··· AVAILABLE RECORDS ···
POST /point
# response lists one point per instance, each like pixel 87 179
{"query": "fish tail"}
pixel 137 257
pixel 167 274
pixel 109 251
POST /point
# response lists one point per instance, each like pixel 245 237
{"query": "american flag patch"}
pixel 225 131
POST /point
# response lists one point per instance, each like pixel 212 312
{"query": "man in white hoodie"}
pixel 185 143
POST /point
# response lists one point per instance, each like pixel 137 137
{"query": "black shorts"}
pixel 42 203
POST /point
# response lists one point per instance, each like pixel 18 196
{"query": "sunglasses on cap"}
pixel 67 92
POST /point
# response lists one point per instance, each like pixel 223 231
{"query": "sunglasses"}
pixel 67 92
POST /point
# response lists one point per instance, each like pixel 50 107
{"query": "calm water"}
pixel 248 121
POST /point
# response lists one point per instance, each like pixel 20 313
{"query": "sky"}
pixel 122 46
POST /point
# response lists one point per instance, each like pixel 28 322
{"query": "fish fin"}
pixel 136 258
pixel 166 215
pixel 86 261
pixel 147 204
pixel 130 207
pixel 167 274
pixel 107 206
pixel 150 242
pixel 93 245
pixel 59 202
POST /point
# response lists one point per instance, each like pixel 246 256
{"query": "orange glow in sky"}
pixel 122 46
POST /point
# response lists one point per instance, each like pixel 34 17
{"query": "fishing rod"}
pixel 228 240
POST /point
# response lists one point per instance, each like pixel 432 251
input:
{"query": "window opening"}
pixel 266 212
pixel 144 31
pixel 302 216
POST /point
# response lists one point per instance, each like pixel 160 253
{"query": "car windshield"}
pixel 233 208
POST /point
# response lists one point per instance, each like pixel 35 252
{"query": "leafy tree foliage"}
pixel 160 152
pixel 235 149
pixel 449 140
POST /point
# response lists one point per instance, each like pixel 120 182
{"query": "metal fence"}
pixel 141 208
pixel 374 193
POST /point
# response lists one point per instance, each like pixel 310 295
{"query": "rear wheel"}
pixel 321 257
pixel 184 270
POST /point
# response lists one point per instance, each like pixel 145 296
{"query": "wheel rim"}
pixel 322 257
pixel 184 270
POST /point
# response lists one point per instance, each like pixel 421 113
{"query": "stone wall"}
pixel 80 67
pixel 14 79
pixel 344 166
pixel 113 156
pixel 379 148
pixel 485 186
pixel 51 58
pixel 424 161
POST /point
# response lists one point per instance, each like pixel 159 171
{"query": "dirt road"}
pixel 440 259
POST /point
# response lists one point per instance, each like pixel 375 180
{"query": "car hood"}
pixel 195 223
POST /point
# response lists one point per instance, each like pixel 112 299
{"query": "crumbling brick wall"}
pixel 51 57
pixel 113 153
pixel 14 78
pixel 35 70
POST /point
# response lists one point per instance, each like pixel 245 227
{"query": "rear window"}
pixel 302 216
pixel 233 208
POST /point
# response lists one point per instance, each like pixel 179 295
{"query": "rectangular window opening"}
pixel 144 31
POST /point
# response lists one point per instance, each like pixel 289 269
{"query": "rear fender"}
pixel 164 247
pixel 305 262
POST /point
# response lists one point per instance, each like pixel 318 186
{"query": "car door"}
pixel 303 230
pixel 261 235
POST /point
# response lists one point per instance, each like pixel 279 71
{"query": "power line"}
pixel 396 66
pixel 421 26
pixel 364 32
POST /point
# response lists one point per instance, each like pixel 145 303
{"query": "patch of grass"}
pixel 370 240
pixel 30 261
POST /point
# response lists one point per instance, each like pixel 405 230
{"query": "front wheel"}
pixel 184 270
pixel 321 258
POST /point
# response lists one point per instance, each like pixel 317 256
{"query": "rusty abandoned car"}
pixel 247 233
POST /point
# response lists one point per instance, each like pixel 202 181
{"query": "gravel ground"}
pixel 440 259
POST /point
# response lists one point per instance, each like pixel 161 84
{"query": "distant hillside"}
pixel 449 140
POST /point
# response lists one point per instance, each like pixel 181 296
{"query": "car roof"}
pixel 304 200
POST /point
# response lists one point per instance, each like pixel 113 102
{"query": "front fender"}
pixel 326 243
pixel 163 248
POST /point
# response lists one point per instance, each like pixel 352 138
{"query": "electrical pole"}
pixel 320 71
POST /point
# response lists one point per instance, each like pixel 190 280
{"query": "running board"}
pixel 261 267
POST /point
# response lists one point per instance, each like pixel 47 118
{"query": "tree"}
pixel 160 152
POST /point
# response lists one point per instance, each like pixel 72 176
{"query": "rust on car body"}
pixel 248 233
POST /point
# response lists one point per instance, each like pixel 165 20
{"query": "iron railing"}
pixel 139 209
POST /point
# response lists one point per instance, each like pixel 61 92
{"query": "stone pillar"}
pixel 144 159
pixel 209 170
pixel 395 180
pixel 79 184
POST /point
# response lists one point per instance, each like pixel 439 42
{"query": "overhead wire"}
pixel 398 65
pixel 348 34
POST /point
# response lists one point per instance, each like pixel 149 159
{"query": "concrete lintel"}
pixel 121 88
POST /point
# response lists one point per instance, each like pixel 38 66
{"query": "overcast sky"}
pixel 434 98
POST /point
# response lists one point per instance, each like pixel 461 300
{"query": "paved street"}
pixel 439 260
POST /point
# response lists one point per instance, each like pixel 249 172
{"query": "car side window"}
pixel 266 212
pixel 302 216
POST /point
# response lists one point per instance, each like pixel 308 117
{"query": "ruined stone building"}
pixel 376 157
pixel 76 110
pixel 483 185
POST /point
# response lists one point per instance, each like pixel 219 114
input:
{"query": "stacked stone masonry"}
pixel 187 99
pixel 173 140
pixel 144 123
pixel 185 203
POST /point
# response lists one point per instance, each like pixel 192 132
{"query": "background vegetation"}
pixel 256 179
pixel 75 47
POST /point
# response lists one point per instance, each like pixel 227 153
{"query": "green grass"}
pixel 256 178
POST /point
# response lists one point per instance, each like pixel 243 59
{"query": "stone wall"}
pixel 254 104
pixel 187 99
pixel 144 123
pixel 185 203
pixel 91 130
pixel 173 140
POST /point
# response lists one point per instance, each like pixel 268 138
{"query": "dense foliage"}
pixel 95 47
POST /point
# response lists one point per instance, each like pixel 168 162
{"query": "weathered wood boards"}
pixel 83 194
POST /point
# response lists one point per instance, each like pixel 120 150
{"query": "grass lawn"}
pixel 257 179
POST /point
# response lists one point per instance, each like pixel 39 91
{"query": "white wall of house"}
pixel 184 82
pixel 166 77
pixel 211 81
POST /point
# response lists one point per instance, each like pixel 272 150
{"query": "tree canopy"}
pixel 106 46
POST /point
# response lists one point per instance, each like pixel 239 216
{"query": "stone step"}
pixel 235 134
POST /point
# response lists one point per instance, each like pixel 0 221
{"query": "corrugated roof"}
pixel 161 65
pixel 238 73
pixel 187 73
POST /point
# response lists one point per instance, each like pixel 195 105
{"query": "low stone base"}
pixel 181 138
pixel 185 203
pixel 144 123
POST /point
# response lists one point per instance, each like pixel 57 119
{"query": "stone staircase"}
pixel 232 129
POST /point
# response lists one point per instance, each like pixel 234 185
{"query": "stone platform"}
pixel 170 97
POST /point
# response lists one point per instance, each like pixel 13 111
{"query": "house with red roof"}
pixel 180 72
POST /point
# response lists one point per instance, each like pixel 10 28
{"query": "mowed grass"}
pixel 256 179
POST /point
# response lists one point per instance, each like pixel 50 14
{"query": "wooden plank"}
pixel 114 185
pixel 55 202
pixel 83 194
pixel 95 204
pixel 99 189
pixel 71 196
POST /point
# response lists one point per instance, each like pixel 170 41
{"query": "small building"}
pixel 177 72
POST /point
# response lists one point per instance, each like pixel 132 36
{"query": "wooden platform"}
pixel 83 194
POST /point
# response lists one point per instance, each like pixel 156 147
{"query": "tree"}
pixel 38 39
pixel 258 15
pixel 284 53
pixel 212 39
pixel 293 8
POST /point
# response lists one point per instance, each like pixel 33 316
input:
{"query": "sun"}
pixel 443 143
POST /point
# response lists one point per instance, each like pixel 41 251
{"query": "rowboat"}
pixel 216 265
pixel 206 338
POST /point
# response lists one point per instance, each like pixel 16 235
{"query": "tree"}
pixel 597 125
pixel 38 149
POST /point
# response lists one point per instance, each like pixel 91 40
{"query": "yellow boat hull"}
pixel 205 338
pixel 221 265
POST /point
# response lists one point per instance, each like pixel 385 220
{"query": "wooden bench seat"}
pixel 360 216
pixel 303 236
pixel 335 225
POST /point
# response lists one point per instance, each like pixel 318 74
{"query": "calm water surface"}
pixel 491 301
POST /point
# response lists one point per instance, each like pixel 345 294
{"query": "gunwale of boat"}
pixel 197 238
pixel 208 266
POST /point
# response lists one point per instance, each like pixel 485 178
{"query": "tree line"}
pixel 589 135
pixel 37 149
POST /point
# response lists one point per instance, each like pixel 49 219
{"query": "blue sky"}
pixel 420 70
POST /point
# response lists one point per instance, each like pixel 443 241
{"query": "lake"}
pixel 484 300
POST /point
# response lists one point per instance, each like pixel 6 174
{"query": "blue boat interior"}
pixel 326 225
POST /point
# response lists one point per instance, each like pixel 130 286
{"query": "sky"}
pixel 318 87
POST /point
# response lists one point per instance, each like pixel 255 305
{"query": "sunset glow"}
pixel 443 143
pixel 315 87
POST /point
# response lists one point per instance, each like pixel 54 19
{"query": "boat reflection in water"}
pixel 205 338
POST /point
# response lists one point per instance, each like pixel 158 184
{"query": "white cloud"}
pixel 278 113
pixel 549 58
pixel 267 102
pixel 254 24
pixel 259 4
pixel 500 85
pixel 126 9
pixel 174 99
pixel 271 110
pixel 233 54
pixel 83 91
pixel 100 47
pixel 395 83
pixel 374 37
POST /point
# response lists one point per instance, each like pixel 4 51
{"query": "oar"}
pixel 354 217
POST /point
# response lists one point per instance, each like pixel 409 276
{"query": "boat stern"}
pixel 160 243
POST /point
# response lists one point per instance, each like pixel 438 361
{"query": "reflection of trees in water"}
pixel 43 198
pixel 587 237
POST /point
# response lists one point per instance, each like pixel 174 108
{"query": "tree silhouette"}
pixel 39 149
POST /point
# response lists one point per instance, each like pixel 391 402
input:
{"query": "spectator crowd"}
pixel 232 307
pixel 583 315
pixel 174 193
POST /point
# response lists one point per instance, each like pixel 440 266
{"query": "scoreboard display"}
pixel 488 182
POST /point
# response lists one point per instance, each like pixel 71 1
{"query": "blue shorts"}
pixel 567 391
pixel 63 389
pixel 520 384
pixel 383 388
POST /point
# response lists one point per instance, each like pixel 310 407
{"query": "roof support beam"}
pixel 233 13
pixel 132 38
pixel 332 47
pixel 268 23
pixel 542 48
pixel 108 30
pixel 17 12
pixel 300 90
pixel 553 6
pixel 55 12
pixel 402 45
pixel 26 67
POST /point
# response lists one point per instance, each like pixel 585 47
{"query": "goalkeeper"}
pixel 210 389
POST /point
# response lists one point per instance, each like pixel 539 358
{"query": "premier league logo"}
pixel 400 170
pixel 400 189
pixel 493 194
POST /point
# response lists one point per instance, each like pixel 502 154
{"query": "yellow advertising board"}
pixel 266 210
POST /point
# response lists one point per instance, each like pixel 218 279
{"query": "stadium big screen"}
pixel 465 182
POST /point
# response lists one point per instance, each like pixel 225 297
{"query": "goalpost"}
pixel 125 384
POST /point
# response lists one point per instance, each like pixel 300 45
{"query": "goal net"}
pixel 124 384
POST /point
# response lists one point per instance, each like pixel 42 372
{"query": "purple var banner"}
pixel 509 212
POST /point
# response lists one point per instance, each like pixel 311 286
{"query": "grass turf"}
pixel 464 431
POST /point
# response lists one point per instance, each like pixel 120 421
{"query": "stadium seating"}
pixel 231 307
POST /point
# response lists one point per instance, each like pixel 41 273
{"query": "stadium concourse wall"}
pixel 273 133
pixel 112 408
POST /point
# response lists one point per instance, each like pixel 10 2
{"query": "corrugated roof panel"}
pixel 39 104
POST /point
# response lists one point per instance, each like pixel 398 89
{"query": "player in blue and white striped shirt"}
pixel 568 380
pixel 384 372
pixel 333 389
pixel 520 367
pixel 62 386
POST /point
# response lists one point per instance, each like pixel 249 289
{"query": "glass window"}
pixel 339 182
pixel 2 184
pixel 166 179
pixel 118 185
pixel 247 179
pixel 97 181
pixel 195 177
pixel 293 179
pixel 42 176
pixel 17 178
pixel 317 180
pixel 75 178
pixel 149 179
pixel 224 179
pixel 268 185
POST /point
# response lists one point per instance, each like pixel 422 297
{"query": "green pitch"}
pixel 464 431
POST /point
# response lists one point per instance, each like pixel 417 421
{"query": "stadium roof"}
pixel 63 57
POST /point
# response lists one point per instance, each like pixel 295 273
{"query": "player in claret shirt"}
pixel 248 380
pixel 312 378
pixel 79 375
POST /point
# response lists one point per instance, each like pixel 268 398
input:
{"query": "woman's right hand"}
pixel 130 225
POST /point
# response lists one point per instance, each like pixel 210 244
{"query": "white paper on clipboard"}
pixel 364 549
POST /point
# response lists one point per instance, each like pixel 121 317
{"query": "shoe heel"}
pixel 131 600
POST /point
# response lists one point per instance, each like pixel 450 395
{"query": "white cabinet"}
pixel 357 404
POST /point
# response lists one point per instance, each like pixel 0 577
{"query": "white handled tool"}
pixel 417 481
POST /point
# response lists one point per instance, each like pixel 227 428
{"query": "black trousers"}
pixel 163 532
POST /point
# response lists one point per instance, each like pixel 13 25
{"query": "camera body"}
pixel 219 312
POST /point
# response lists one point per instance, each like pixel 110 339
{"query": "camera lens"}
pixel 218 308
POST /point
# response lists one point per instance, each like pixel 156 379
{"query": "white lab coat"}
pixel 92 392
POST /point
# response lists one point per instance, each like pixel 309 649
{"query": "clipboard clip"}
···
WHAT TO WORK ON: Report every line in the records above that contains the word "stadium", copying each line in full.

SOLUTION FOR THIS EXERCISE:
{"query": "stadium big screen"}
{"query": "stadium seating"}
{"query": "stadium concourse wall"}
{"query": "stadium roof"}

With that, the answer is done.